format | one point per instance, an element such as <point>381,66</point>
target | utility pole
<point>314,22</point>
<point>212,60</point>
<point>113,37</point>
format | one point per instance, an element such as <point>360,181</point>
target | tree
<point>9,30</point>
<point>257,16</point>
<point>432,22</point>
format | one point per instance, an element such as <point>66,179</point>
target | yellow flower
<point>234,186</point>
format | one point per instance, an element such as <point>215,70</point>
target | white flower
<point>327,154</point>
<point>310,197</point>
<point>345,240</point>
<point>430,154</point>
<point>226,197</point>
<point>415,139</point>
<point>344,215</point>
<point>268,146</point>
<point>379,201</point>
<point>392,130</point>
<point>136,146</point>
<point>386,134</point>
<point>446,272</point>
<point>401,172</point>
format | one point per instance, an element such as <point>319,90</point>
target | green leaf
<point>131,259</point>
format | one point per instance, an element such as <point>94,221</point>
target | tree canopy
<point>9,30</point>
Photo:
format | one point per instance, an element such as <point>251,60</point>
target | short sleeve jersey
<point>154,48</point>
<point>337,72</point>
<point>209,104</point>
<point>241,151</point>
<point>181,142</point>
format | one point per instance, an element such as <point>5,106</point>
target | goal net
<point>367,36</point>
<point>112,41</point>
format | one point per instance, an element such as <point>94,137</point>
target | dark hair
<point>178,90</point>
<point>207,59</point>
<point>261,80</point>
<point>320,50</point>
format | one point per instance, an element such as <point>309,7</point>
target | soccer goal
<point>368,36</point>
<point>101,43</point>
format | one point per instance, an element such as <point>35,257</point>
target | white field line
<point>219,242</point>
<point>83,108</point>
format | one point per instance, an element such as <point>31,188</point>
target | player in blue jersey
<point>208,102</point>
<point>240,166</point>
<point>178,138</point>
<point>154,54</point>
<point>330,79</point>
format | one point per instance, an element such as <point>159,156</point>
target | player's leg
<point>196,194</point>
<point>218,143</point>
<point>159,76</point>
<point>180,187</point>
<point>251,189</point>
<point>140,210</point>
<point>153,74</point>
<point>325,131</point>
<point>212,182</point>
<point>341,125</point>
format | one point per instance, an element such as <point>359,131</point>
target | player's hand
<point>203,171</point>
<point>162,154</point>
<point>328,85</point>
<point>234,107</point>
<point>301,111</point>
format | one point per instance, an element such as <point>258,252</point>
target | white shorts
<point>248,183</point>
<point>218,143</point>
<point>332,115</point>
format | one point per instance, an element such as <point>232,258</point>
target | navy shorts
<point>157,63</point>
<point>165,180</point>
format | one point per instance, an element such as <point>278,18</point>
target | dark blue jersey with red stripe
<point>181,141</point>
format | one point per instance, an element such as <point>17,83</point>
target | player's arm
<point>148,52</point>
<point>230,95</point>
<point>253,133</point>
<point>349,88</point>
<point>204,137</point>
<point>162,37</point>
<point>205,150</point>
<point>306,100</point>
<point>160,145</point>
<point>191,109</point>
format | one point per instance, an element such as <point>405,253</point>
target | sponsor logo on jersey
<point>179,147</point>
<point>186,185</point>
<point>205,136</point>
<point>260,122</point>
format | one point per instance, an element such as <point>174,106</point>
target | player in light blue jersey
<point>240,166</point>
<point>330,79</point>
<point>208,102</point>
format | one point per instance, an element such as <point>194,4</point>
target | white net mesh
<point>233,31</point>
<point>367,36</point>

EXERCISE
Rewrite the data from the line with "such as <point>94,137</point>" to the line with "<point>83,108</point>", both lines included. Add 55 to every coordinate in the answer points, and keep all other lines, including each format sample, unchanged.

EXERCISE OUTPUT
format | one point per instance, an element such as <point>94,137</point>
target | dark hair
<point>233,145</point>
<point>262,114</point>
<point>316,135</point>
<point>375,105</point>
format | one point per instance, an element such as <point>309,7</point>
target | soccer goal
<point>423,91</point>
<point>156,98</point>
format | one point per instance, an element such as <point>35,257</point>
target | white field line
<point>274,297</point>
<point>138,163</point>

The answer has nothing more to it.